Task prompt: Set down, word for word, the stretch of lines from the one containing "the white building" to the end of the records below.

• • • • • • •

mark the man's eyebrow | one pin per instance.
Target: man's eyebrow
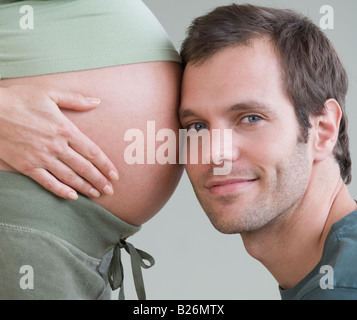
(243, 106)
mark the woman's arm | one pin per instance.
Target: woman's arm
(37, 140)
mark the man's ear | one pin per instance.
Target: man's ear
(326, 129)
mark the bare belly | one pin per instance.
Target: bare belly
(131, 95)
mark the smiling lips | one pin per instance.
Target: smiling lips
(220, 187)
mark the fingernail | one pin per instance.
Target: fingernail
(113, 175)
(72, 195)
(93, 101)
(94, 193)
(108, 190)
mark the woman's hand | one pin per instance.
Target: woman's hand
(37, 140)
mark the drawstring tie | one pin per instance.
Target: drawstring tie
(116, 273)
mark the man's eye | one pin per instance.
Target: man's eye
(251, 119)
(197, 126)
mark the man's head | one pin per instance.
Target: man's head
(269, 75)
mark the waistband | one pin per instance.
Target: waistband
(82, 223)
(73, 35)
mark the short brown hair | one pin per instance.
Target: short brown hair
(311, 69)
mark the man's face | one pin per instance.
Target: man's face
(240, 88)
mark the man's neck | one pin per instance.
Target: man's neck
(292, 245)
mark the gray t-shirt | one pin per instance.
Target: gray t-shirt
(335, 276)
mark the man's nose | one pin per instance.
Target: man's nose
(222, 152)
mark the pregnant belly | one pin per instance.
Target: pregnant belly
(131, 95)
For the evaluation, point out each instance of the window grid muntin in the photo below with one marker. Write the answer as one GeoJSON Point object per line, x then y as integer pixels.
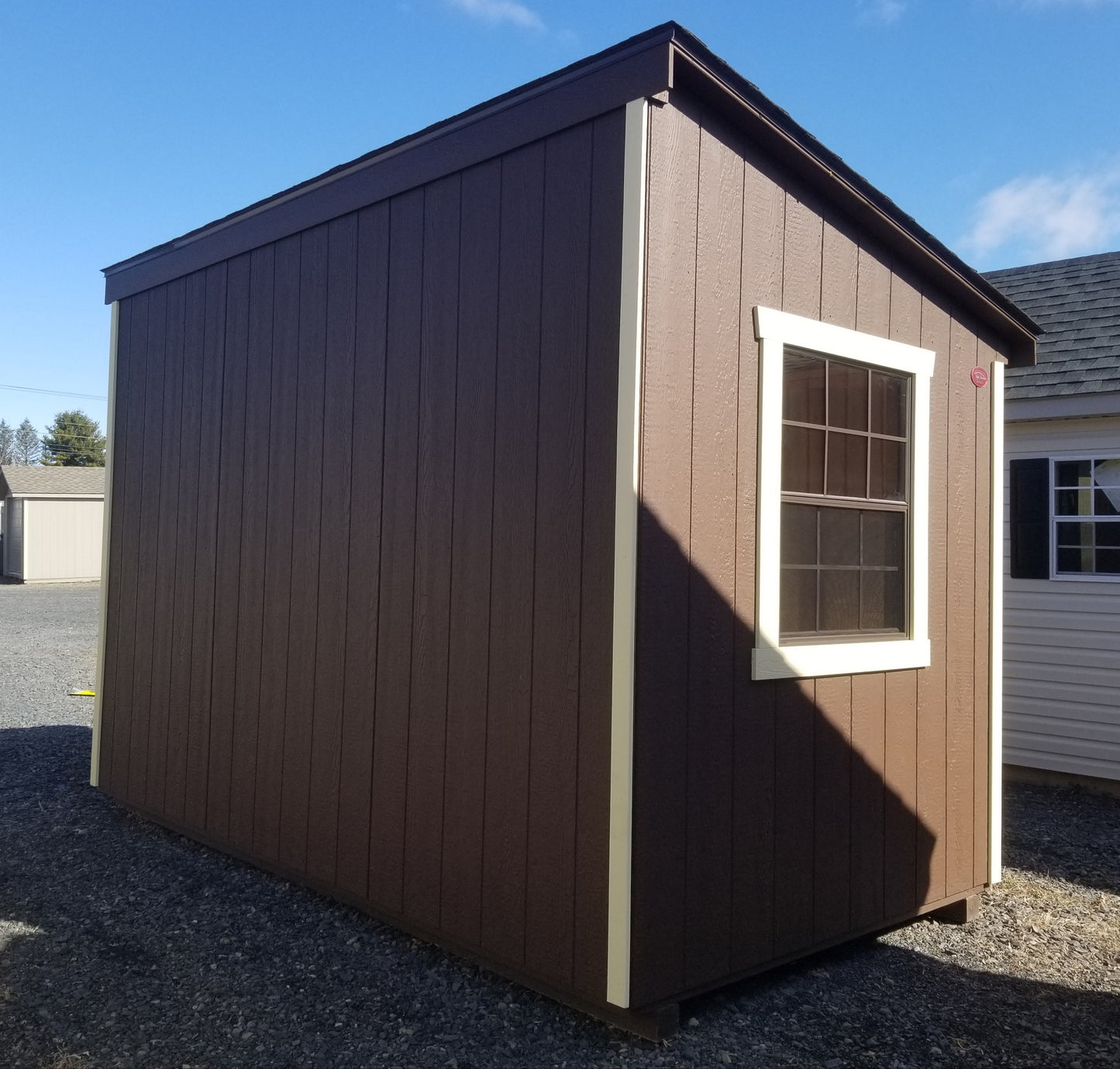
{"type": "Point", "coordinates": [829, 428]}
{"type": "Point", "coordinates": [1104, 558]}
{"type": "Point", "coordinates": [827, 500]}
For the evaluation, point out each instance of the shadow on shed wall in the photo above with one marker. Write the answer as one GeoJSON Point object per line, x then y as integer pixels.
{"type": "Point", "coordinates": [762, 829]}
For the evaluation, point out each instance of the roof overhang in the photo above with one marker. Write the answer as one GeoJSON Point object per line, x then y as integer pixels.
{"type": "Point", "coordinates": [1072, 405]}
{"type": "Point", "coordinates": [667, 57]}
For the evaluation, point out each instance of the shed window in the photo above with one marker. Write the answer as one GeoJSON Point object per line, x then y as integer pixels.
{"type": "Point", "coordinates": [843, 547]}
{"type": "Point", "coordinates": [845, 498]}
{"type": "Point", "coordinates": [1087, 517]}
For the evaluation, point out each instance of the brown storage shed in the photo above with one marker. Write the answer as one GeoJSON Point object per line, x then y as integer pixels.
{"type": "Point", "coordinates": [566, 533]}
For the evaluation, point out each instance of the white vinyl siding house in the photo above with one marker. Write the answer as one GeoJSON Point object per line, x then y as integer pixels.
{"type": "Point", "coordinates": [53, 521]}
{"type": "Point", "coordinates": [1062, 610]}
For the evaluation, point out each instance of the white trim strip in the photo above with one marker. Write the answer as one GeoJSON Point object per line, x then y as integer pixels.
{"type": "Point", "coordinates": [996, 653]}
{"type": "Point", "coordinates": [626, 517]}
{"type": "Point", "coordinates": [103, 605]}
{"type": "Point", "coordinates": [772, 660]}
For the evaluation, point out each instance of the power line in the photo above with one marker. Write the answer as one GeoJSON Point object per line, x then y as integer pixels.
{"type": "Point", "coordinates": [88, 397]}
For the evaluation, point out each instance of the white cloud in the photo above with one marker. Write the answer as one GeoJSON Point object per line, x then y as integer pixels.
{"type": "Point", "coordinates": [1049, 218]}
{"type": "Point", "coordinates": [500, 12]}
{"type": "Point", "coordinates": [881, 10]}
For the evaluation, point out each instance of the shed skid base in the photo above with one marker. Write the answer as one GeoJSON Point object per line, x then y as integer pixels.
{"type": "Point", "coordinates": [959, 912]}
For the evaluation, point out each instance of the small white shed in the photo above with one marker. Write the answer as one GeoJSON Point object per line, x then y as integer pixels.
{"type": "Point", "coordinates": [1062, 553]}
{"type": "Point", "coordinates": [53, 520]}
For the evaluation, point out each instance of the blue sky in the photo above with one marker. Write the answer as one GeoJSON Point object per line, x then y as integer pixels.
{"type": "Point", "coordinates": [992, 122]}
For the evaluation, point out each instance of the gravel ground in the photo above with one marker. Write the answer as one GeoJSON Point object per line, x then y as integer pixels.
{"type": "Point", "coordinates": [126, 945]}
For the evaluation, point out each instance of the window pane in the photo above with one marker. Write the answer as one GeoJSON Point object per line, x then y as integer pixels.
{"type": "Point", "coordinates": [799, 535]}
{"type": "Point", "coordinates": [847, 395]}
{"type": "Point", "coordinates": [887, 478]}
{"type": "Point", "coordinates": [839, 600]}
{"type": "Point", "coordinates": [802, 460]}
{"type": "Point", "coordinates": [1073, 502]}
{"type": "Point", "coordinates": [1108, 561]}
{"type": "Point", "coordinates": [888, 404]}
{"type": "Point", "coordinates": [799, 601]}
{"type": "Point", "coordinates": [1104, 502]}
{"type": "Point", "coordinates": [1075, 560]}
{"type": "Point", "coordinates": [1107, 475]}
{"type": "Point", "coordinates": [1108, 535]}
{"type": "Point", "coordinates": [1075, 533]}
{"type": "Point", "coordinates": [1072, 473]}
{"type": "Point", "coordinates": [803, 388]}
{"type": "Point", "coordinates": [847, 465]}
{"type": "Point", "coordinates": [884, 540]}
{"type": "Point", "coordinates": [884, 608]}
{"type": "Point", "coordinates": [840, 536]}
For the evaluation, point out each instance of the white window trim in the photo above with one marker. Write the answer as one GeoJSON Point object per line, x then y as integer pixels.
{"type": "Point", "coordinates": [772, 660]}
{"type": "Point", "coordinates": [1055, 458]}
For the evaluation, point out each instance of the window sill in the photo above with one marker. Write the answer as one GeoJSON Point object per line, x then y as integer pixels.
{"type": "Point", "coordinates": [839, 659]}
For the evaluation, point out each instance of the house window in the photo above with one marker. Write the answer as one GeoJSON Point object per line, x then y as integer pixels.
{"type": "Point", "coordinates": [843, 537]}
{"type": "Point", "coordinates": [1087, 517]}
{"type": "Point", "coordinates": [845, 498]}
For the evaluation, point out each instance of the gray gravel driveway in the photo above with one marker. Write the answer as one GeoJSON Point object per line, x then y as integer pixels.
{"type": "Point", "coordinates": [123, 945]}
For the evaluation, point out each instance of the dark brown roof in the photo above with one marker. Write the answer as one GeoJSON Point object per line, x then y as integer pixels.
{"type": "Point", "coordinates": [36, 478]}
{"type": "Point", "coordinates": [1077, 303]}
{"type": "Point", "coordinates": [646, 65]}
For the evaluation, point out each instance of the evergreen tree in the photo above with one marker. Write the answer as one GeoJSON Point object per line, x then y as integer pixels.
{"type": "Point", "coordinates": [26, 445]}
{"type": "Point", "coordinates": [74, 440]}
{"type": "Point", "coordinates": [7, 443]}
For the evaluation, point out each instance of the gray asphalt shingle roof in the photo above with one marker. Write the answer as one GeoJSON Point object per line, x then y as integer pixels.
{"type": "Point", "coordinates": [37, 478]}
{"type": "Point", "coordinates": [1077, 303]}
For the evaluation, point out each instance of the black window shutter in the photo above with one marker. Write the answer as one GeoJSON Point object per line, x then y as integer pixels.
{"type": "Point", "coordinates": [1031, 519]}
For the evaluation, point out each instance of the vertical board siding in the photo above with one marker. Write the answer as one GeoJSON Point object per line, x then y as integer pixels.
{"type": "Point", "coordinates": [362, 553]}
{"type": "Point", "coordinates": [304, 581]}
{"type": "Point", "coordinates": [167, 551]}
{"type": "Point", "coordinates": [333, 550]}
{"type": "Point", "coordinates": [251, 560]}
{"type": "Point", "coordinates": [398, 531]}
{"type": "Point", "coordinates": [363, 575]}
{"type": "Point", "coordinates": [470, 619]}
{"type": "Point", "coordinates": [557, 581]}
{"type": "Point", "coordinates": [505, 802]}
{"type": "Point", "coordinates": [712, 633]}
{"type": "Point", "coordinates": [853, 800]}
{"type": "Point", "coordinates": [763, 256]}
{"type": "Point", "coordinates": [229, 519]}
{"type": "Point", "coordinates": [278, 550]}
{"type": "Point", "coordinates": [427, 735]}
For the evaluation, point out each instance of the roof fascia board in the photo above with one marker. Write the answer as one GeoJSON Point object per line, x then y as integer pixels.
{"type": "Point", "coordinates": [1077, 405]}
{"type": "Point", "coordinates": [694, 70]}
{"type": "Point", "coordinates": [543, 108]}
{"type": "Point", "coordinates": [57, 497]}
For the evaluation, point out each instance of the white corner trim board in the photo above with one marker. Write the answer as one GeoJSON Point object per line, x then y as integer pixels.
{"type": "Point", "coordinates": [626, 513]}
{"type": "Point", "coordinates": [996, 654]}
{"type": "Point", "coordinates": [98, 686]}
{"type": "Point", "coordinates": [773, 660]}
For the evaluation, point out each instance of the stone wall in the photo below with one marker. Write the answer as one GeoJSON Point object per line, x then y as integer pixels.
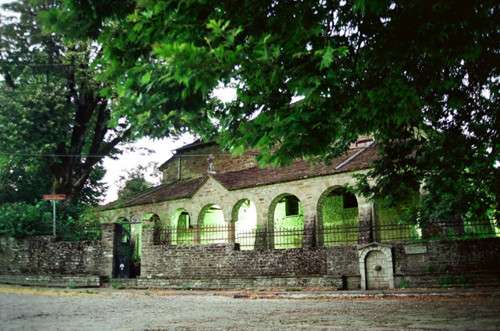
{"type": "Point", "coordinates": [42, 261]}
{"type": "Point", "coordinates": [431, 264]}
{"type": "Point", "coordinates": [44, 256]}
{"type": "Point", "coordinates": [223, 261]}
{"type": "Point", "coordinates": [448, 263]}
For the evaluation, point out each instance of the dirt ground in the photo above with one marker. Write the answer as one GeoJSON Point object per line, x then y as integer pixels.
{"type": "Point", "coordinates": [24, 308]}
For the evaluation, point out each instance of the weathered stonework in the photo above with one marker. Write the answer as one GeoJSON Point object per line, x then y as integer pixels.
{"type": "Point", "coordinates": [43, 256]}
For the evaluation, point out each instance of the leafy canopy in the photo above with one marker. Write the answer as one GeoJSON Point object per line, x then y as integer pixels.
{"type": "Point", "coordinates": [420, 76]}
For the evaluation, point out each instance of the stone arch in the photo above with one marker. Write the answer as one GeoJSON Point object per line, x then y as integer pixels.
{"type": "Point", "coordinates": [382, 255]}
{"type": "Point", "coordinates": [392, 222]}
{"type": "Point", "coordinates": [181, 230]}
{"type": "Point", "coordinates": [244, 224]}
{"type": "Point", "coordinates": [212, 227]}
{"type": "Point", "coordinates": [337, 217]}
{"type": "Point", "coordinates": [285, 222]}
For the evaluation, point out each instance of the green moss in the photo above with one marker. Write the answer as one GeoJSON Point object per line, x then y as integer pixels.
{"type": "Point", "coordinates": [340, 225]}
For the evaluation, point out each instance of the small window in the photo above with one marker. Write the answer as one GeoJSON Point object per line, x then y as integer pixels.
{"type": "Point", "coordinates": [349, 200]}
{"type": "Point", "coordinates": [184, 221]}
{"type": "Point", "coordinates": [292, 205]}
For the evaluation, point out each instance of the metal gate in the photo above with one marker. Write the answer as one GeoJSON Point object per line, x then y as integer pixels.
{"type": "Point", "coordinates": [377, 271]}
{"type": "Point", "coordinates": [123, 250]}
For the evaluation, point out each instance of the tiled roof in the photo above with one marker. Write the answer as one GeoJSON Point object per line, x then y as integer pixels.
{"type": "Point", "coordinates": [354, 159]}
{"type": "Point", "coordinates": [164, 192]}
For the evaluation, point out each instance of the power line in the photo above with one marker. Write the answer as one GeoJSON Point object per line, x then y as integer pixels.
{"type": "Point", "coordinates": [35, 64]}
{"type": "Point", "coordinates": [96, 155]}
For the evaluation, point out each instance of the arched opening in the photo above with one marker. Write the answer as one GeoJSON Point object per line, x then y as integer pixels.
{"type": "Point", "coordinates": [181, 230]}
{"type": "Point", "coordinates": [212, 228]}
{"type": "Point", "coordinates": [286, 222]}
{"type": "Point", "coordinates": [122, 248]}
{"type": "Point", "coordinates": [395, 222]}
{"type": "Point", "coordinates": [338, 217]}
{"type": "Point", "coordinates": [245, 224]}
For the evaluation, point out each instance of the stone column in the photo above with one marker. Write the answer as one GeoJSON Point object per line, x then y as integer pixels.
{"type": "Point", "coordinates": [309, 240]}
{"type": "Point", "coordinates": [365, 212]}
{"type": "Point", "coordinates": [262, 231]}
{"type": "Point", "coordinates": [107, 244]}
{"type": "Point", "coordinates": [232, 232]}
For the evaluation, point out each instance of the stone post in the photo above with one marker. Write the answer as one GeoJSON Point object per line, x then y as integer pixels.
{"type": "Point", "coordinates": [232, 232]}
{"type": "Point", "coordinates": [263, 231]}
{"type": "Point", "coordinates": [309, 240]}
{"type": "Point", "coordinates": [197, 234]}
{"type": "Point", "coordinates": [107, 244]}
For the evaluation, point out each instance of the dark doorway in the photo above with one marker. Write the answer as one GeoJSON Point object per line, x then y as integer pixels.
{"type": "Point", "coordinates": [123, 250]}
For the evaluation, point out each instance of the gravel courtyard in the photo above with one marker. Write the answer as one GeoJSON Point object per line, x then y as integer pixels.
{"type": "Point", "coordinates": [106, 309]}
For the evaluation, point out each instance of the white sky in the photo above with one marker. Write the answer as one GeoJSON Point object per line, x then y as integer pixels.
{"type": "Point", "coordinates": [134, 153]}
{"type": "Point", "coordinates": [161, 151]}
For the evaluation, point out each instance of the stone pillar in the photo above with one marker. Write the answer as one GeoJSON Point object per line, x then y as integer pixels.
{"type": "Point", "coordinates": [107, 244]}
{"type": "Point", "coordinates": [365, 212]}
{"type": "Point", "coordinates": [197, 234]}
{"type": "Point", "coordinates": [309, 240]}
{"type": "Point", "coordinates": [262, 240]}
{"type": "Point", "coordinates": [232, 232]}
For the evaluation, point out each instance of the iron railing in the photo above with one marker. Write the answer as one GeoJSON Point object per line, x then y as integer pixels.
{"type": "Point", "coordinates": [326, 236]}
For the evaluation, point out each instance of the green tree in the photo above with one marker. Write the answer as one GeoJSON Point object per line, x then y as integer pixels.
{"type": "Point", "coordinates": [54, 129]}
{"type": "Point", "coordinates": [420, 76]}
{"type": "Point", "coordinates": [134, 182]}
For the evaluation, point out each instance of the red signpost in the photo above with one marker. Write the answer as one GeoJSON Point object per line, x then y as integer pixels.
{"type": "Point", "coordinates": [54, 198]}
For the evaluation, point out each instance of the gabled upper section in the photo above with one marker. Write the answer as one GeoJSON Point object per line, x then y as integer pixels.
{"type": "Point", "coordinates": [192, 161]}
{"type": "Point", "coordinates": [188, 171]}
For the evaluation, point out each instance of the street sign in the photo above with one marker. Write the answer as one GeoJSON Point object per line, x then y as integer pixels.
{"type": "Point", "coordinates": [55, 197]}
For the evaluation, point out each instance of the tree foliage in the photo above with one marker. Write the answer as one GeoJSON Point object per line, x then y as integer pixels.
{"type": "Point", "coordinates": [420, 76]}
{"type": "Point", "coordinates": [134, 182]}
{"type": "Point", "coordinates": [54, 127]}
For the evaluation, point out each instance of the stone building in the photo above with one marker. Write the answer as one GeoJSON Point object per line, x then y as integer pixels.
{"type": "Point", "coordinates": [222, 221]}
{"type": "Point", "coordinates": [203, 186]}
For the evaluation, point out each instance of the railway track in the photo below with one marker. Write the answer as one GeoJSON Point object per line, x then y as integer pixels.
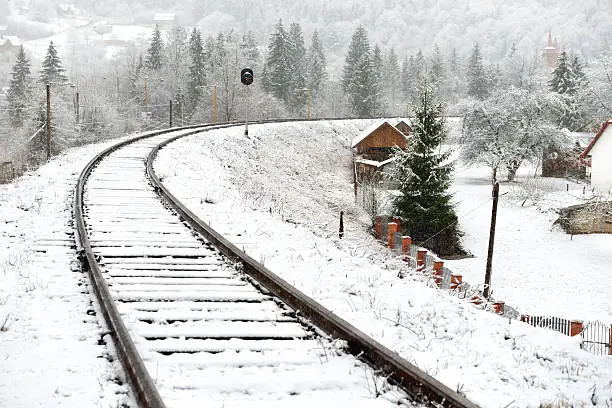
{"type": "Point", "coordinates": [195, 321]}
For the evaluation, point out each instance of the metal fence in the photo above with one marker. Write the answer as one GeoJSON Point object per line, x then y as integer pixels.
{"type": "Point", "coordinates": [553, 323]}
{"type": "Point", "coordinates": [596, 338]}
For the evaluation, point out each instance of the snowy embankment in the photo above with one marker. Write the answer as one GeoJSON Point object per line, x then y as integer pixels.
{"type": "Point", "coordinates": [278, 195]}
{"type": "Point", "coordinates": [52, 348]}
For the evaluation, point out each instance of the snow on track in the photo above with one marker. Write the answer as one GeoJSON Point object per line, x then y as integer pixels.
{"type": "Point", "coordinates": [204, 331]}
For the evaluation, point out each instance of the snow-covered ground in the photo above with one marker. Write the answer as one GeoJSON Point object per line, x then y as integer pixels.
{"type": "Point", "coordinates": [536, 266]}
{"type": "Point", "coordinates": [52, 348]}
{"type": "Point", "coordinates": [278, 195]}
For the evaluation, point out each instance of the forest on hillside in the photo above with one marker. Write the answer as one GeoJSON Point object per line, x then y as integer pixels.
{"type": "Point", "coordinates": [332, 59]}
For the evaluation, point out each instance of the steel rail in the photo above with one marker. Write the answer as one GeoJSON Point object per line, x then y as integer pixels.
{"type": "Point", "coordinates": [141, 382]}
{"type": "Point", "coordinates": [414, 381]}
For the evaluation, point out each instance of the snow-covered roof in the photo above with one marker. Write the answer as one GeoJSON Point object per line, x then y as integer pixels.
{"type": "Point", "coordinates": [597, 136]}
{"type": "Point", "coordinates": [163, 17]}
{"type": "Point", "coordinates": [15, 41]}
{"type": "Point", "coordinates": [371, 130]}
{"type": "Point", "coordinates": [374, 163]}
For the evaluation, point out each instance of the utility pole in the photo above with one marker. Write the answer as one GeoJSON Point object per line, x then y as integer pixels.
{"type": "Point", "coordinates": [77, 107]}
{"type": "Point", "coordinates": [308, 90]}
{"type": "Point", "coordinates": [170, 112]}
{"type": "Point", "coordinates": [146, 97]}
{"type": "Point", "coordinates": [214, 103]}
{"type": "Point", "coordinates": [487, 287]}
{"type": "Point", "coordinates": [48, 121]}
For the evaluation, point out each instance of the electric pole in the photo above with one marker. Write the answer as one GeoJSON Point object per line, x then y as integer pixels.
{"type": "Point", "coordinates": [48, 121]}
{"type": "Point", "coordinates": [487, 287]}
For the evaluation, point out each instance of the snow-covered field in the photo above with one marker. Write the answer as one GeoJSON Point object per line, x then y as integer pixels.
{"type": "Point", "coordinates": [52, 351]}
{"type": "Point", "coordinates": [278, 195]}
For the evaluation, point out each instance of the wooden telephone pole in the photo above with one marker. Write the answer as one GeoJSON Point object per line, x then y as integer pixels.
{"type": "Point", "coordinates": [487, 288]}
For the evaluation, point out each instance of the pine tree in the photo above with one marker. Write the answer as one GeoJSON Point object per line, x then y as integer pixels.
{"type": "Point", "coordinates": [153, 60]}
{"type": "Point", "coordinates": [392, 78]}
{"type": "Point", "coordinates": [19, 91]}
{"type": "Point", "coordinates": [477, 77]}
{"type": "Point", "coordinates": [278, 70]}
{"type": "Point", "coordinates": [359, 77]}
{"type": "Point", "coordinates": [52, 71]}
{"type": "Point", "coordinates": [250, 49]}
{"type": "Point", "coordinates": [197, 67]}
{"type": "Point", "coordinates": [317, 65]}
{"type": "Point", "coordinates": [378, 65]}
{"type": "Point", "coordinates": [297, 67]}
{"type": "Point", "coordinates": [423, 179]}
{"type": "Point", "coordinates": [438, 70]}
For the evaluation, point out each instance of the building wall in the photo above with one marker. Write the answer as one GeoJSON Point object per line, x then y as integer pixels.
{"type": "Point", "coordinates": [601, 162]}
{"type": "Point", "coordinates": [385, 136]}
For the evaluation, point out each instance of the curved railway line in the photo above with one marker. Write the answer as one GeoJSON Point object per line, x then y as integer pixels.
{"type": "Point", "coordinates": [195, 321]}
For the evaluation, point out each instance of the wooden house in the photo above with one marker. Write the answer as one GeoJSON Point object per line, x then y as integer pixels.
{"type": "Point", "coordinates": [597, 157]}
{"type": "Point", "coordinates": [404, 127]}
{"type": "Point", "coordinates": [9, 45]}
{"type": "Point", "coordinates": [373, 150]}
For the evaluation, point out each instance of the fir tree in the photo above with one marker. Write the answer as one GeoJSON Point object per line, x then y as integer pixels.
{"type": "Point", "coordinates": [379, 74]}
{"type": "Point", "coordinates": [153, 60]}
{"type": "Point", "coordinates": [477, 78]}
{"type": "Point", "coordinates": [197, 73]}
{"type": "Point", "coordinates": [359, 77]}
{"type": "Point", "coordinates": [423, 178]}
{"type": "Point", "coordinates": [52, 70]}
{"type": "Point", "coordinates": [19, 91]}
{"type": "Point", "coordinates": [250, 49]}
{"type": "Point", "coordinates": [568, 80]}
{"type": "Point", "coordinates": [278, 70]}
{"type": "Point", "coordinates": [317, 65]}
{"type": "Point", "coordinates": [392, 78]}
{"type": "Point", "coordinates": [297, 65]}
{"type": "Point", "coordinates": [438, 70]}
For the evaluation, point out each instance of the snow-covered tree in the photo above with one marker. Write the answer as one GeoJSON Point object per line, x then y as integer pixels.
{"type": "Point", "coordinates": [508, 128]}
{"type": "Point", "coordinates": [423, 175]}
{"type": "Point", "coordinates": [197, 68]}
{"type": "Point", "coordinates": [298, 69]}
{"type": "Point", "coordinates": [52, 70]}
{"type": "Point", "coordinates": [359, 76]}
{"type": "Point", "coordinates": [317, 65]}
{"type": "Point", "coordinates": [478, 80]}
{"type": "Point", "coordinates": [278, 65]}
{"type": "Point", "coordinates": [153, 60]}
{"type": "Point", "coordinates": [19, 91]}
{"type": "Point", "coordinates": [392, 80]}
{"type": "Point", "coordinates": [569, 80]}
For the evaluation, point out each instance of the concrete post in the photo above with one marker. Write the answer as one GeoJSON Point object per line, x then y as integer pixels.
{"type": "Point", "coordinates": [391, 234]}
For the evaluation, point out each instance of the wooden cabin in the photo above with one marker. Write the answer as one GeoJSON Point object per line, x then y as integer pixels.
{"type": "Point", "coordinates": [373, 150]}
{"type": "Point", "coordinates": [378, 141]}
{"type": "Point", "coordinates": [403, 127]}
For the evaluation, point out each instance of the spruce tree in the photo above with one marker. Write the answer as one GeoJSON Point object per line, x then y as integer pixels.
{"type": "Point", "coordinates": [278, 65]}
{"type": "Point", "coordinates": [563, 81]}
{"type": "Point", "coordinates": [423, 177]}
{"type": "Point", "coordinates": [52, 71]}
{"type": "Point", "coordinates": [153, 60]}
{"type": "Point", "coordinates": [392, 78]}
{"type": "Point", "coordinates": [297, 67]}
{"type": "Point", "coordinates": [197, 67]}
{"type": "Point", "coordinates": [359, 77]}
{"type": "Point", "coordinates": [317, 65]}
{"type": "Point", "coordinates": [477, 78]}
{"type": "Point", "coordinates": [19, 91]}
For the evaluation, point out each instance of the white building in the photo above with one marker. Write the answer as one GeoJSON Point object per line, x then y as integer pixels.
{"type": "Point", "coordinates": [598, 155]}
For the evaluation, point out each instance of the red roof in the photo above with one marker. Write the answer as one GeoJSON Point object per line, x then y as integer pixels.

• • • • • • •

Solution to the exercise:
For the evaluation, point out each instance of the white building in the photo above with one marker. Write the answer as one GeoJSON Point object per line, x then y as integer pixels.
{"type": "Point", "coordinates": [598, 155]}
For the evaluation, point out each instance of the red roof in the photo above with one marker. Write the answer as one GeoJSON Point object per line, x then y as integer pixels.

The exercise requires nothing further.